# What you will do
- A) Answer these questions from the passage on Dlx1/2 in arcuate neuron development, one answer per line:
(i) Which Cre line was used to delete the genomic region containing Dlx1 and Dlx2?
(ii) At which two stages were GHRH-neurons found to be lost in the ARC of Dlx1/2cKO mice?
(iii) About what percentage of GHRH-neurons express TH?
- B) Reproduce a section of the passage on Dlx1/2 in arcuate neuron development word for word, beginning at the words "Taken together, these" and stopping after "arcuate cell types.".

# Document segment
------------------------

Taken together, these results suggest that Dlx1 may play a role in the development of GHRH-neurons, but less likely in the formation of POMC-neurons, AgRP-neurons or other arcuate cell types.
Dual roles of Dlx1/2 in GHRH-/AgRP-neuronal fate decision
To inactivate both Dlx1 and Dlx2 in the developing ARC, we generated conditional Dlx1/2-null mice (Dlx1/2cKO) in which the genomic region encompassing Dlx1 and Dlx2 genes is deleted by Nkx2.1-Cre, which broadly deletes genes in several cell types of the developing ARC (e.g., GABA+, NPY+, POMC+, TH+ neurons)21,22. Our immunostaining analysis confirmed that Dlx1 expression was eliminated in the ARC of Dlx1/2cKO mice (Fig. 2a, Supplementary Fig. 3a). The overall shape of ARC was comparable between Dlx1/2cKO embryos and their controls. Interesingly, the size of the ARC of Dlx1/2cKO mice became smaller than their controls at postnatal stages, but the numer of NeuN+ neurons were not different (Supplementary Fig. 3b), suggesting that the ARC of Dlx1/2cKO mice may have a non-neuronal issue such as a decrease in extracellular matrix. Importantly, GHRH-neurons were lost in the ARC of Dlx1/2cKO mice at E15.5 and P28 (Fig. 2b,c). TH+ neurons were also significantly reduced in the ARC of Dlx1/2cKO mice (Fig. 2a). Given that ~76% of GHRH-neurons express TH23, a loss-of-GHRH-neurons in Dlx1/2cKO mice likely contributes to the reduction of TH+ neurons. In addition, the expression of Gsx1 and Hmx2, which drive the expression of GHRH and Gsx1, respectively24,25, was significantly reduced in E15.5 Dlx1/2cKO ARC in comparison to their controls (Supplementary Fig. 3c). These results indicate that Dlx1/2 are required for the production of GHRH-neurons during hypothalamus development.

------------------------

# Dataset extract
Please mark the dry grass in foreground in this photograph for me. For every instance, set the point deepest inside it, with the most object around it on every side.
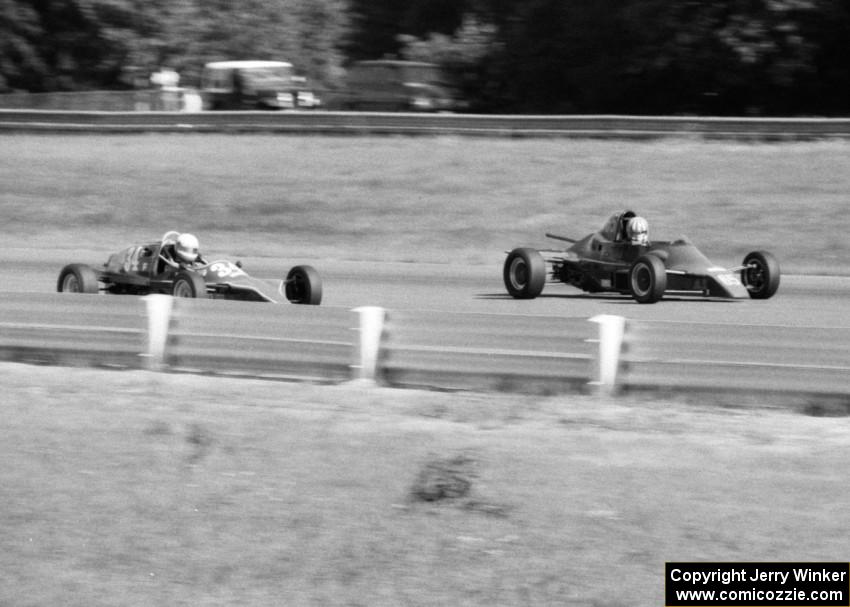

------------------------

# Answers given
- A)
(i) Nkx2.1-Cre
(ii) E15.5 and P28
(iii) About 76%

- B)
Taken together, these results suggest that Dlx1 may play a role in the development of GHRH-neurons, but less likely in the formation of POMC-neurons, AgRP-neurons or other arcuate cell types.